◆ **Task details**: Which lines in the rows below contain the word "relief"? Pull out each of them whole, and count a match only when the capitalization agrees.

◆ **Data for processing**:

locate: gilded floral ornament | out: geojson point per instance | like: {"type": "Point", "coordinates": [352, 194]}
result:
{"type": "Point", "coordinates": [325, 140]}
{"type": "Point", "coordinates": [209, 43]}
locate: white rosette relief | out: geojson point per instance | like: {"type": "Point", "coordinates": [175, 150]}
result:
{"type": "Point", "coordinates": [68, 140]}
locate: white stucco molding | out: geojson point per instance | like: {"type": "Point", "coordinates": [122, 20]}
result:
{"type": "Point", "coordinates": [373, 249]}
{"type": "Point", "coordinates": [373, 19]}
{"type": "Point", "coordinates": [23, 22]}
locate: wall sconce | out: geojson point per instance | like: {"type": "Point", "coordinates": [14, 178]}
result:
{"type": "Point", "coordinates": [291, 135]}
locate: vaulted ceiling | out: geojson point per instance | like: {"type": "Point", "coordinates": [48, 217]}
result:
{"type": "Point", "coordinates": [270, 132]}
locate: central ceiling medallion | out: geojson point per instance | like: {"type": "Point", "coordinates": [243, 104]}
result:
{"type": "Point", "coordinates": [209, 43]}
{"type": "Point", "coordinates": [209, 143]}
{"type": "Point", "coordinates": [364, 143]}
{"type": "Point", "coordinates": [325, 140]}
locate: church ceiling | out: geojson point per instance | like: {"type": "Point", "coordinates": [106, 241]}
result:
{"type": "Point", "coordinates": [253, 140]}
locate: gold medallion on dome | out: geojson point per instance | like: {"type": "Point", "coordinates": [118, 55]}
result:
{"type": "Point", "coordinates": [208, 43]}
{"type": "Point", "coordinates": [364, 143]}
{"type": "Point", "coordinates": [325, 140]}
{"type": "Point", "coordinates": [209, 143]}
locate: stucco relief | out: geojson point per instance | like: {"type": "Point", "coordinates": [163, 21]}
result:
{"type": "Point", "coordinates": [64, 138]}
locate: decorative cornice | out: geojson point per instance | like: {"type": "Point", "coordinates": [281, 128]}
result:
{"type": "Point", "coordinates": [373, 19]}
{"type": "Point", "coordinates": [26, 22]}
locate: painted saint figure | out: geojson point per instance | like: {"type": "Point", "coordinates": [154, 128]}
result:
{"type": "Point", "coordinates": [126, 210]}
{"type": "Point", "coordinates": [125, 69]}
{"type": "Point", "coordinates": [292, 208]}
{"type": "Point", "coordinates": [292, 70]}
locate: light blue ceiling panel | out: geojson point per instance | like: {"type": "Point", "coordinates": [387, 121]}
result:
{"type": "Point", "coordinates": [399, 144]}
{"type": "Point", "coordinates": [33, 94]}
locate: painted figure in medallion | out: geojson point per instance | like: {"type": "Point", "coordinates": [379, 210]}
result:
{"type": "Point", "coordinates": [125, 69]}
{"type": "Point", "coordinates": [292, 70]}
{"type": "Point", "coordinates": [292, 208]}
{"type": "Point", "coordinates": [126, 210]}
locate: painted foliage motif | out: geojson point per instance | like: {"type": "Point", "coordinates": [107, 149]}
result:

---

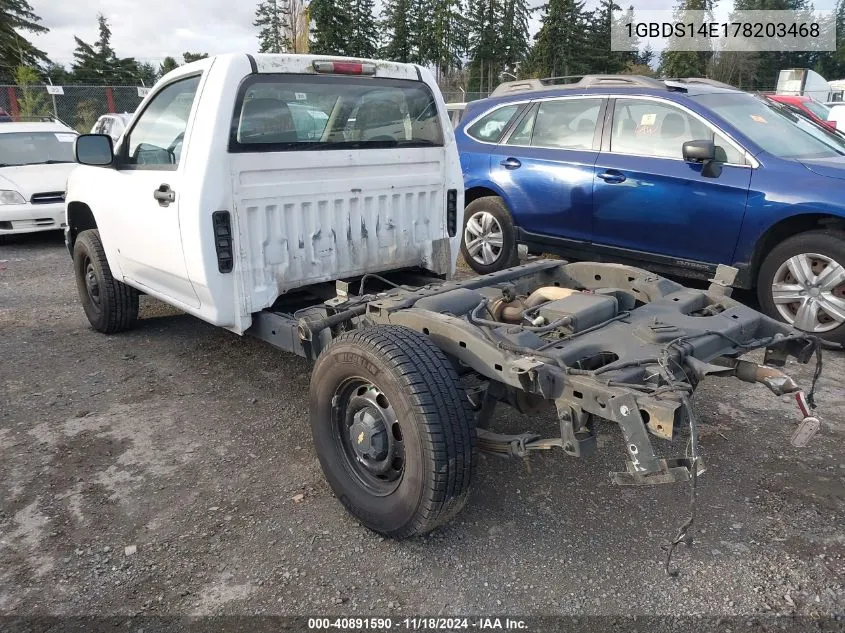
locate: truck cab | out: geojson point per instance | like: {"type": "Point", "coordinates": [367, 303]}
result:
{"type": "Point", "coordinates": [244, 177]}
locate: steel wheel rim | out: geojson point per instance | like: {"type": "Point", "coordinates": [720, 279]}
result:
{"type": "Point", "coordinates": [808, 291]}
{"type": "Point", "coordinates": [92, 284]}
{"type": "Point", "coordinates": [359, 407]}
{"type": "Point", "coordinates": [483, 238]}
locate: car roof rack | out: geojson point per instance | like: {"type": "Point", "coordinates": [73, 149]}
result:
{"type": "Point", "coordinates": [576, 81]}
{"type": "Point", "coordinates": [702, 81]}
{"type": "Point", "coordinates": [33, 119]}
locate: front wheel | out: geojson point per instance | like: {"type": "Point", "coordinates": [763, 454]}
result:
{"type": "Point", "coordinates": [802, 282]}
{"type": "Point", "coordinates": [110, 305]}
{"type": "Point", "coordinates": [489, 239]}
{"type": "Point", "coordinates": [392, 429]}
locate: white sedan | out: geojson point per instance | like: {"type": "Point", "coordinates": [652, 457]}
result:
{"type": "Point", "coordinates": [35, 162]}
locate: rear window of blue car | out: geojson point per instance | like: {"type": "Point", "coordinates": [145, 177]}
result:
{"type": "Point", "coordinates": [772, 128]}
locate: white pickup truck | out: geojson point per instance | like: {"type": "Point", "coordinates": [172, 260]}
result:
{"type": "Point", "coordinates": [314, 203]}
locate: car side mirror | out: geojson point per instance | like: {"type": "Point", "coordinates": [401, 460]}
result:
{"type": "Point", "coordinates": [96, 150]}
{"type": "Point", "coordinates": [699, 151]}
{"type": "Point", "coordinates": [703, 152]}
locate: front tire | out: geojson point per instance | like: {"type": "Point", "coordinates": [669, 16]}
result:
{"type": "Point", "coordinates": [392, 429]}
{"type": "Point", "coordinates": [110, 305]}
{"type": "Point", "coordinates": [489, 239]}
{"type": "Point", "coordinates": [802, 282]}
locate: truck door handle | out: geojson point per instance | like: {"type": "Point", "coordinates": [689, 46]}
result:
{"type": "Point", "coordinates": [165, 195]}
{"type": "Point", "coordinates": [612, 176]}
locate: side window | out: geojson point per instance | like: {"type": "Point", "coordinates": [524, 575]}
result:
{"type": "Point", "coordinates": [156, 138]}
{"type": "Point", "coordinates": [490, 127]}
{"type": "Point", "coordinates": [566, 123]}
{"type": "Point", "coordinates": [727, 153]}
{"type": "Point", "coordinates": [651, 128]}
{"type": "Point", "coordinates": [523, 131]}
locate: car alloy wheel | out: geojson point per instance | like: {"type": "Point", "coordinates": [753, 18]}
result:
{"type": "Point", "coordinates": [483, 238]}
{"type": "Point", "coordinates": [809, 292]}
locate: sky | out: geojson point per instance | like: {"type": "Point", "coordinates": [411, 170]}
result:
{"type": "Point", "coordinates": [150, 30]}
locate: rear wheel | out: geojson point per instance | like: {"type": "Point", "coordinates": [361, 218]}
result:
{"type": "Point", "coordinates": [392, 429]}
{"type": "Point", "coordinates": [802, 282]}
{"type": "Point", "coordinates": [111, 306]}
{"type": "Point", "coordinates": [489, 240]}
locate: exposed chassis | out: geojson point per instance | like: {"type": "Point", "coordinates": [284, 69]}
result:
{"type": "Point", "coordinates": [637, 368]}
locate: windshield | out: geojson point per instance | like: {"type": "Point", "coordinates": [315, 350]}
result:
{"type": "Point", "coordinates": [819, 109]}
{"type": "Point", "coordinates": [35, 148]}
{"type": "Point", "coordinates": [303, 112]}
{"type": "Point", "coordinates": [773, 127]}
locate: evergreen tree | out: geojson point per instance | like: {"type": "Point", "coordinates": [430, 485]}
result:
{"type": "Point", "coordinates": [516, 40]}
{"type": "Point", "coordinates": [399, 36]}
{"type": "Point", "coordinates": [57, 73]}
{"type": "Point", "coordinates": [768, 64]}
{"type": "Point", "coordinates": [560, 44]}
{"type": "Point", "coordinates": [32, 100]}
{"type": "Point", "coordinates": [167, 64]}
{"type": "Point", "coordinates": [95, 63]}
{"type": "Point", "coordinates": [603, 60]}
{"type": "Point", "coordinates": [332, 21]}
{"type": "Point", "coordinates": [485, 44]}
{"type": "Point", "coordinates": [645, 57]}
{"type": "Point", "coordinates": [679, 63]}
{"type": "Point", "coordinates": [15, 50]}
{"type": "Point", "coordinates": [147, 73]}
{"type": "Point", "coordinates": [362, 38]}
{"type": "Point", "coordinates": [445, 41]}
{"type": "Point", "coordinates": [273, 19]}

◆ **The output**:
locate: white rosette relief | out: geojson point per instance | like: {"type": "Point", "coordinates": [175, 150]}
locate: stucco relief | out: geojson point per instance | like: {"type": "Point", "coordinates": [163, 21]}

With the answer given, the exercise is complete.